*Problem:* Working from the records below, repeat exactly the lines starting at the line that contains "Target: sculpture hand" and ending at the line that contains "Target: orange machinery", inclusive.
• • • • •
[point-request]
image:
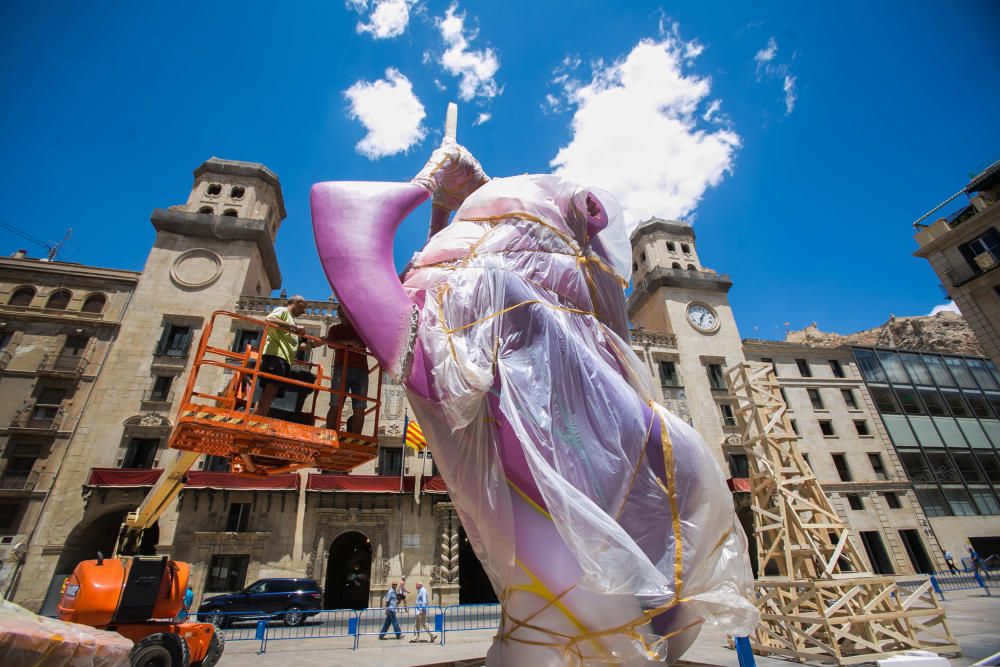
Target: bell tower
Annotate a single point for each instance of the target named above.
(675, 294)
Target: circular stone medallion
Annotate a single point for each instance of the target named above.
(196, 268)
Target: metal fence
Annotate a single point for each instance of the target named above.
(352, 625)
(960, 580)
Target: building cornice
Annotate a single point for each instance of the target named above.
(705, 281)
(666, 226)
(970, 229)
(62, 269)
(225, 228)
(215, 165)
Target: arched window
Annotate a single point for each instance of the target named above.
(22, 296)
(94, 303)
(58, 300)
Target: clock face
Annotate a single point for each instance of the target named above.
(702, 317)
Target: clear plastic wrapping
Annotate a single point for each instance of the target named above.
(30, 640)
(572, 484)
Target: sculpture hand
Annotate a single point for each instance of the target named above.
(450, 175)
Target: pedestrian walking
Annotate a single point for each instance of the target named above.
(401, 594)
(950, 561)
(977, 563)
(421, 620)
(390, 614)
(188, 601)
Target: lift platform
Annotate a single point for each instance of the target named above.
(224, 424)
(288, 438)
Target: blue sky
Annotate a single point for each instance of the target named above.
(801, 139)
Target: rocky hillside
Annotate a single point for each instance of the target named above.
(943, 332)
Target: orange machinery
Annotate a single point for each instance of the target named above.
(140, 597)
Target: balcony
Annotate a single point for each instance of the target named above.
(18, 482)
(985, 262)
(62, 366)
(260, 306)
(154, 396)
(656, 338)
(37, 418)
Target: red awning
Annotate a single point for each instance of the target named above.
(123, 477)
(433, 485)
(738, 484)
(226, 480)
(373, 484)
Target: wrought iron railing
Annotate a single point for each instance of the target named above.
(58, 363)
(18, 480)
(38, 416)
(640, 337)
(985, 262)
(154, 396)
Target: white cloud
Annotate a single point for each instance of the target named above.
(949, 307)
(636, 132)
(768, 67)
(790, 94)
(712, 109)
(475, 69)
(386, 18)
(766, 54)
(390, 111)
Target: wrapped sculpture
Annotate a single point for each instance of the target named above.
(602, 520)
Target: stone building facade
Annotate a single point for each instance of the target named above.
(95, 453)
(58, 323)
(846, 444)
(964, 251)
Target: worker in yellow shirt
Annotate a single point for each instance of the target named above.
(279, 350)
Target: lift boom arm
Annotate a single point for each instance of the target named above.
(164, 492)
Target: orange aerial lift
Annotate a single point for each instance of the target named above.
(139, 597)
• • • • •
*Task result:*
Target: sculpture hand
Annotate a single point for each instance of the target named above.
(450, 175)
Target: pedestrian walking
Annotate a single point for each instance of the target named above.
(401, 594)
(950, 561)
(977, 563)
(421, 620)
(390, 614)
(188, 601)
Target: lift platform
Annotate a single point for each instance of the target named above.
(224, 424)
(288, 438)
Target: blue sky
Annotate a single point for each instance of the target named above.
(801, 139)
Target: rocky hillside
Annotate a single point for each instance of the target named above.
(943, 332)
Target: orange machinery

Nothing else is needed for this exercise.